◆ **CONSIGNA**:
Copia sin cambios el tramo del texto sobre los recuerdos que va desde "Era una escuálida" hasta "Nada más allá.".

Hay un momento en la vida en que recordar acontecimientos pasados se convierte en desempolvar lejanas sensaciones. No es fácil precisar ese momento, pero sí descubrir que hay un día, pasados los treinta, en el que te das cuenta que de casi todo hace diez, doce, veinte, veintitrés años. No resulta, sin embargo, difícil recordar las cosas y lo sorprendente es que ese recuerdo es prueba irrefutable de que estábamos allí, por muchos que sean los años que hayan pasado. A esto, hay quien lo ha llamado tener memoria histórica. No sé si es exagerado o no definirlo así, pero algo de eso hay. Al menos, no deja de producirnos cierto vértigo. Y son entrañables esas veladas de copa y humo compartidas con algún rostro de los de siempre, en las que renacen el primer beso, la primera borrachera, el primer cigarro, el primer desamor, la primera caricia… y los “¿te acuerdas de…?”. Y luego, ya con la almohada, comentas quién es este “tú” de ahora, acaso la suma de todos esos - lejanos en el tiempo- cercanos recuerdos. Y ese “tú” de mañana, que quizás no sea nunca más aquel que antaño respiraba las mañanas de alfalfa recién cortada. Allá, en el campo.
Era una escuálida anciana. Vestía uno de esos lutos perpétuos, con pañuelo en la cabeza y zapatillas blandas. En invierno apenas una chaquetilla mínima. La encontraba todas las mañanas en las escaleras a la salida de la boca del metro. Pedía por caridad a todo el que pasaba por allí, que a esa primera hora éramos muchos. La original frase que utilizaba - y que iba modificando según fuera señor, señora o señorita quien pasase en ese momento- se convirtió en la mejor de las formas de darme los buenos días. Confieso además, que los días que por algún motivo no la encontraba sentada en su escalera, la echaba en falta. Aprendí que tal vez la vida fuese lo que ella recitaba con entrañable entonación: "estos días". Para ella, sin duda era eso, estos días, los días siguientes, sólo los inmediatos. Su necesidad era mínima. Su meta, cercana. Nada más allá.
Hoy he salido, después de varios años, por esa misma boca de metro y ella no estaba. Ahora soy otro y trabajo en otro lugar, pero hoy ha vuelto a sonar su frase en mis oídos, justo cuando pisaba su escalera, la quinta, antes de alcanzar la calle.

Entradas de datos extraídos:
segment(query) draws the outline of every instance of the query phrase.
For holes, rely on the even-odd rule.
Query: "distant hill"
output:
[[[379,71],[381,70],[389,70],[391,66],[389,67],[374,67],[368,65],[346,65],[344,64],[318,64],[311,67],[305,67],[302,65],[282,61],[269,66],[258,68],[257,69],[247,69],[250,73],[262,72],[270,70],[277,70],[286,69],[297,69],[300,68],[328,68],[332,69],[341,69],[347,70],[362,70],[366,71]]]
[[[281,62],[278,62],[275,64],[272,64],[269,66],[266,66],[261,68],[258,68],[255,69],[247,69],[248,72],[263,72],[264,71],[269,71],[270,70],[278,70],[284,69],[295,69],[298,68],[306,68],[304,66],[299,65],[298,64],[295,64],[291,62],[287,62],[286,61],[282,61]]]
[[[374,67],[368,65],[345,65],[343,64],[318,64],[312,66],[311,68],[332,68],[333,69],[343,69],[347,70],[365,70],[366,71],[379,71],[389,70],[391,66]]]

◆ **RESPUESTA**:
Era una escuálida anciana. Vestía uno de esos lutos perpétuos, con pañuelo en la cabeza y zapatillas blandas. En invierno apenas una chaquetilla mínima. La encontraba todas las mañanas en las escaleras a la salida de la boca del metro. Pedía por caridad a todo el que pasaba por allí, que a esa primera hora éramos muchos. La original frase que utilizaba - y que iba modificando según fuera señor, señora o señorita quien pasase en ese momento- se convirtió en la mejor de las formas de darme los buenos días. Confieso además, que los días que por algún motivo no la encontraba sentada en su escalera, la echaba en falta. Aprendí que tal vez la vida fuese lo que ella recitaba con entrañable entonación: "estos días". Para ella, sin duda era eso, estos días, los días siguientes, sólo los inmediatos. Su necesidad era mínima. Su meta, cercana. Nada más allá.